__Exercise requirements__
Copy every line in the listing that contains "flower".
Start of Given data
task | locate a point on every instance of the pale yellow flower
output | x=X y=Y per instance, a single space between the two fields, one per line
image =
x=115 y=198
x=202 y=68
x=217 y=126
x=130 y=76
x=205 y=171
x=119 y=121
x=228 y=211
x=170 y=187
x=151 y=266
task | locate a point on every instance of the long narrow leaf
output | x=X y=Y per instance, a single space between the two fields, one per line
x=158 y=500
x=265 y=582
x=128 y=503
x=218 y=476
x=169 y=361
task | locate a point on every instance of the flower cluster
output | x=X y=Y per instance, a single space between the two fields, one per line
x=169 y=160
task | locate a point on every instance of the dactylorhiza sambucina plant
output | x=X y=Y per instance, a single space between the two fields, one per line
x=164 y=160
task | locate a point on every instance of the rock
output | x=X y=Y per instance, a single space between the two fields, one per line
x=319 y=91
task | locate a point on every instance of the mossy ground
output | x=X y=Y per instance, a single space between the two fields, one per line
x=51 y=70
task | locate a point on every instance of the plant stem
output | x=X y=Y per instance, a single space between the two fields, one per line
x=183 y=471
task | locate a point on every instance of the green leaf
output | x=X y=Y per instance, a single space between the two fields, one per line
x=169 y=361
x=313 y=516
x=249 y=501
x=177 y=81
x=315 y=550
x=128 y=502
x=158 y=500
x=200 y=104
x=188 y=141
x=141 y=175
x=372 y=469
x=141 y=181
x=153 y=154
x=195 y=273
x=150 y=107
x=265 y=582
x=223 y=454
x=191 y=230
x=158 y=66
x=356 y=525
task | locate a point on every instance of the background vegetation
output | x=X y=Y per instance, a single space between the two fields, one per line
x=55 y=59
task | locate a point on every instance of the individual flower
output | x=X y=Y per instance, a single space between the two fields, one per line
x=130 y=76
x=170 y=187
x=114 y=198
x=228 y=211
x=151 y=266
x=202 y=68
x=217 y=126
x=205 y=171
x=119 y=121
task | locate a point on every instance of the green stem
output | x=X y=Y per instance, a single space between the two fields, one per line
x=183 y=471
End of Given data
__Written answer__
task | locate a point on every instance of the pale yellow flower
task | locate a point on every instance of the flower cluster
task | locate a point on every instance of the individual flower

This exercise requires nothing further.